• Tasks to carry out:
(a) In the discussion about hypotheses and A/B testing, which book is given as the likely source of David Deutsch's ideas?
(b) Reproduce word for word the passage of the A/B testing discussion starting at "I didn't say" and ending at "succesful or not.".

Except you can never be certain that the changes made were impactful in the direction you're hoping unless you measure it. Otherwise it's just wishful thinking.


I didn't say anything to the contrary, the quotation is losing all the context.

but if you want to verify hipotesis and control for confounding factor, the ab test needs to be part of a baesyan analysis, if you're doing that, why also pay for the priori research?

by going down the path of user research > production quality release > validation of the hypotesis you are basically paying research twice and paying development once regardless of wether the testing is succesful or not.

it's more efficient to either use bayesian hypotesis + ab testing for research (so pay development once per hypotesis, collect evidence and steer into the direction the evidence points to) or use user research over a set of POCs (pay research once per hypotesis, develop in the direction that research points to)

if your research need validation, you paid for a research you might not need. if you start research knowing the priory (the user doens't see the button) you're not actually doing research, you're just gold plating a hunch, then why pay for research, just skip to the testing phase. if you want to research from the users, you do ab testing, but again, not against a hunch, but against a set of hypotesis, so you can eliminate confounding factors and narrow down the confidence interval.


Having a clearly stated hypothesis and supplying appropriate context separately isn't pedantry. It is semantics, but words result in actions that matter.


As kevinwang has pointed out in slightly different terms: the hypothesis that seems wooly to you seems sharply pointed to others (and vice versa) because explanationless hypotheses ("changing the colour of the button will help") are easily variable (as are the colour of the xkcd jelly beans), while hypotheses that are tied strongly to an explanation are not. You can test an explanationless hypothesis, but that doesn't get you very far, at least in understanding.

As usual here I'm channeling David Deutsch's language and ideas on this, I think mostly from The Beginning of Infinity, which he delightfully and memorably explains using a different context here: https://vid.puffyan.us/watch?v=folTvNDL08A (the yt link if you're impatient: https://youtu.be/watch?v=folTvNDL08A - the part I'm talking about starts at about 9:36, but it's a very tight talk and you should start from the beginning).

Incidentally, one of these TED talks of Deutsch - not sure if this or the earlier one - TED-head Chris Anderson said was his all-time favourite.

plagiarist:

> That doesn't test noticing the button, that tests clicking the button. If the color changes it is possible that fewer people notice it but are more likely to click in a way that increases total traffic.

[Stored data entries]
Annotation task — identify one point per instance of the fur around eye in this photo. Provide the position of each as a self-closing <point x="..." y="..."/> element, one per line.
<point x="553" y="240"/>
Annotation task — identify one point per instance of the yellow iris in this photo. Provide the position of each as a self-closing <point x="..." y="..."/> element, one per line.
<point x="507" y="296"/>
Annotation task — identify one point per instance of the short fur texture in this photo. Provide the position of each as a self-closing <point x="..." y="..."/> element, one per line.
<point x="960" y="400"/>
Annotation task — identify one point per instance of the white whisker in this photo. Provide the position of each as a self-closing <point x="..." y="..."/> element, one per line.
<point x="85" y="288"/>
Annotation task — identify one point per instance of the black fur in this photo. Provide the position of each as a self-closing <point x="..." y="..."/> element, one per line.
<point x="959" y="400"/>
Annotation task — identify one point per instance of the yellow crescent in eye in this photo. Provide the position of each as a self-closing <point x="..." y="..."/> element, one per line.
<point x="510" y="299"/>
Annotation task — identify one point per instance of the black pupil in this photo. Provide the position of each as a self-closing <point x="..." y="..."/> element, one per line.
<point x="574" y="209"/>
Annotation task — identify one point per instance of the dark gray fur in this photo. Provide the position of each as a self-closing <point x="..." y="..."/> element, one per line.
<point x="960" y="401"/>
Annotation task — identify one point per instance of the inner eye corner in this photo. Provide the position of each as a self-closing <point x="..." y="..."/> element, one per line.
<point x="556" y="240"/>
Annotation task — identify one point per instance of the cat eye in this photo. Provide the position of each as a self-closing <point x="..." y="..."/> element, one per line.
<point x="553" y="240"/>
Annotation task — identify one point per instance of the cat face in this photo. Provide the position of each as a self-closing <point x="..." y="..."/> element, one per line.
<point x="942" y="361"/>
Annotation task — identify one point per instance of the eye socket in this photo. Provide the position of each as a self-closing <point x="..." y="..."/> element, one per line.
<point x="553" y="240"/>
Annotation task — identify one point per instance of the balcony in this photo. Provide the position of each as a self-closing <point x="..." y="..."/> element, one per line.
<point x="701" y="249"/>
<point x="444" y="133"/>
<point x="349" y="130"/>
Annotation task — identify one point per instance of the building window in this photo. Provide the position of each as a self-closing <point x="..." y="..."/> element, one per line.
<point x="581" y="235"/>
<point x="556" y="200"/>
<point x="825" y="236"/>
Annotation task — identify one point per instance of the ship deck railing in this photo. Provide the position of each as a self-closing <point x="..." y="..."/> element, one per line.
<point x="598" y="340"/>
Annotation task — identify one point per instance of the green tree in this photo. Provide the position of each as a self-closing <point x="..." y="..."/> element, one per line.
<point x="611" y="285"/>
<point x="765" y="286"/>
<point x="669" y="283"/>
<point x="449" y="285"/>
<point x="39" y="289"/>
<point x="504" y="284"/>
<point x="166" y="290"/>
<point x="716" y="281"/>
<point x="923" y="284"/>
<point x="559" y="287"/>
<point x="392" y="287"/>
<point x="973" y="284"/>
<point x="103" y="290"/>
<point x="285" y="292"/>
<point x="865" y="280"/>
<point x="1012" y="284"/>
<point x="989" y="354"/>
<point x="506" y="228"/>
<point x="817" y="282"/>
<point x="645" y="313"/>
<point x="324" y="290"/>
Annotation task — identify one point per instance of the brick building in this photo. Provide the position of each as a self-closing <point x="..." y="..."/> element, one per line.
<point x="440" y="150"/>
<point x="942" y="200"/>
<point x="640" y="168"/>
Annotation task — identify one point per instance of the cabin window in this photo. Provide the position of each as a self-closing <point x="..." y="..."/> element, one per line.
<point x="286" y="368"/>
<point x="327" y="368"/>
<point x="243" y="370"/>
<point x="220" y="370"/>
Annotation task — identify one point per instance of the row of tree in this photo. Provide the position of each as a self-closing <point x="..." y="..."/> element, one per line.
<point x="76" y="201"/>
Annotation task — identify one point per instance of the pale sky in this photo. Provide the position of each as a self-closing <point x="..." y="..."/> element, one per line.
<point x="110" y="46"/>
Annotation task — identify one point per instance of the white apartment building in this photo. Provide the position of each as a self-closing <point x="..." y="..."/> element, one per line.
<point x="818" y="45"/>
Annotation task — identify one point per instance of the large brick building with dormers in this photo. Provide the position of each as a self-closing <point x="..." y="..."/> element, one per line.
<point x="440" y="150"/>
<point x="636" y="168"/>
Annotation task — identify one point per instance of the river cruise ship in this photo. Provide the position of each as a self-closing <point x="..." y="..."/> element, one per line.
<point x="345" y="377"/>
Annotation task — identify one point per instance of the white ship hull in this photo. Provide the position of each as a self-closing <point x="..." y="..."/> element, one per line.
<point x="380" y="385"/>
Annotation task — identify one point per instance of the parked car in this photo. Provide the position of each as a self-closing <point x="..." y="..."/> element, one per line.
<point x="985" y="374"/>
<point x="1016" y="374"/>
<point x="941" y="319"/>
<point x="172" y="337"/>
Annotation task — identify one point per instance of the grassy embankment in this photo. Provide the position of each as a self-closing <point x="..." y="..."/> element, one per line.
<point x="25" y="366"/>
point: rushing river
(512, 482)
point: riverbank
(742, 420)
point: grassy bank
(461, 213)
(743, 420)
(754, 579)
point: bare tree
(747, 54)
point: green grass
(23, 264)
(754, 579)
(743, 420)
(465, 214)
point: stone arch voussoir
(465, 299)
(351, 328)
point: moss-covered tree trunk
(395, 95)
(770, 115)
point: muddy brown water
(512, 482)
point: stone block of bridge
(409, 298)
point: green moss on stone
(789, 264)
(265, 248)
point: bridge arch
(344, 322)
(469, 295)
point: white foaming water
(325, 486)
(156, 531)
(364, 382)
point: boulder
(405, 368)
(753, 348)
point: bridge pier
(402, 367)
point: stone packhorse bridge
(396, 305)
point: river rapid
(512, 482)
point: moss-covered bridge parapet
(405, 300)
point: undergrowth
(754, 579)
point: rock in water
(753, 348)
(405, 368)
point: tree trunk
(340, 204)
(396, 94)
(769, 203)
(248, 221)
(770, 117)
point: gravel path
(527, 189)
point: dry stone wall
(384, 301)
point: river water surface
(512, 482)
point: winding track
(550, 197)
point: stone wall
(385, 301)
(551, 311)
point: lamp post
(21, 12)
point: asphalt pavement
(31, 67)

• Problem solutions:
(a) The Beginning of Infinity

(b)
I didn't say anything to the contrary, the quotation is losing all the context.

but if you want to verify hipotesis and control for confounding factor, the ab test needs to be part of a baesyan analysis, if you're doing that, why also pay for the priori research?

by going down the path of user research > production quality release > validation of the hypotesis you are basically paying research twice and paying development once regardless of wether the testing is succesful or not.